Given request: Go through the entries below and retype them exactly, omitting each picture.

Supplied data:
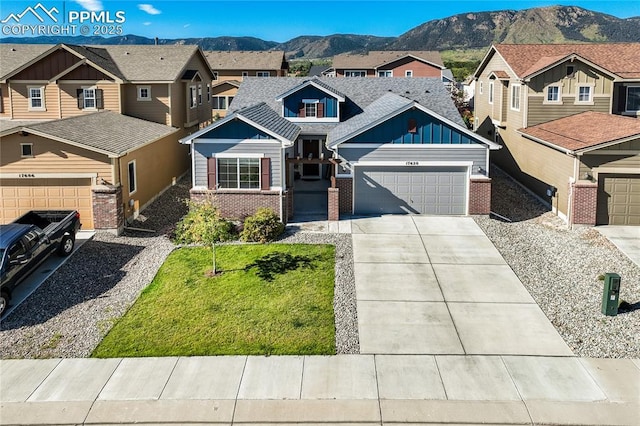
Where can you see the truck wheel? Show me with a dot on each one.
(4, 301)
(66, 245)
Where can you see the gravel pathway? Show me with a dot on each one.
(73, 310)
(560, 269)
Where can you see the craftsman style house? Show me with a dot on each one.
(96, 128)
(231, 67)
(339, 145)
(567, 117)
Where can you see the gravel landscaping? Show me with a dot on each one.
(560, 269)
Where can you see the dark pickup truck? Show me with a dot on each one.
(29, 240)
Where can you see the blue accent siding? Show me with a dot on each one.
(429, 131)
(235, 129)
(292, 102)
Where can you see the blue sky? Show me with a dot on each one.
(282, 20)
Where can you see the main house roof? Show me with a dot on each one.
(585, 131)
(377, 58)
(245, 60)
(524, 60)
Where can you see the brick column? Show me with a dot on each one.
(334, 203)
(584, 203)
(108, 211)
(480, 196)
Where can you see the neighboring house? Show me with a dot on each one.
(389, 64)
(61, 86)
(541, 102)
(231, 67)
(362, 146)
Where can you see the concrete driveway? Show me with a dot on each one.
(437, 285)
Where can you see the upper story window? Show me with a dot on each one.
(355, 73)
(515, 97)
(633, 98)
(144, 93)
(36, 98)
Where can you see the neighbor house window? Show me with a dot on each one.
(584, 94)
(515, 97)
(36, 98)
(633, 98)
(133, 184)
(239, 173)
(144, 93)
(26, 149)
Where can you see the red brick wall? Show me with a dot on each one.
(584, 203)
(239, 204)
(480, 196)
(108, 211)
(345, 185)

Answer to this exercise:
Where can you see the truck wheel? Show me with a dot on each one.
(4, 301)
(66, 245)
Where can you see the gravel pathway? Show me with a dot on each one.
(73, 310)
(560, 269)
Where can you see the craftsman style house? Show me with a dot on each one.
(96, 128)
(231, 67)
(339, 145)
(567, 117)
Where can you see the gravel landscaping? Show me with a dot on each one.
(560, 269)
Where can you see the dark pickup truck? Show me with a dot on each one.
(29, 240)
Where can you see the blue accent siding? Show me with a dot on each one.
(429, 131)
(235, 129)
(292, 102)
Where can you see the blue sky? Show me with a dot on each one.
(282, 20)
Where can you see the main house roof? Show me with a dot on each one.
(585, 131)
(377, 58)
(245, 60)
(524, 60)
Where can you see the brick column? Show me with a dot on each one.
(334, 203)
(584, 203)
(108, 211)
(480, 196)
Where can you see the neighboring house? Show me with a dot on each one.
(389, 64)
(61, 86)
(541, 102)
(231, 67)
(362, 146)
Where can you see the concrete driveway? Show me with a dot on each one.
(437, 285)
Where can you see the upper story window? Show me with a dot on each one.
(355, 73)
(515, 97)
(633, 98)
(144, 93)
(36, 98)
Where can you see the neighbor house window? Show me with a dot on each one.
(584, 94)
(515, 97)
(36, 98)
(633, 98)
(133, 184)
(239, 173)
(144, 93)
(26, 149)
Where can you see the red brick wall? Show me with a dot on each one.
(584, 203)
(239, 204)
(480, 196)
(108, 211)
(345, 185)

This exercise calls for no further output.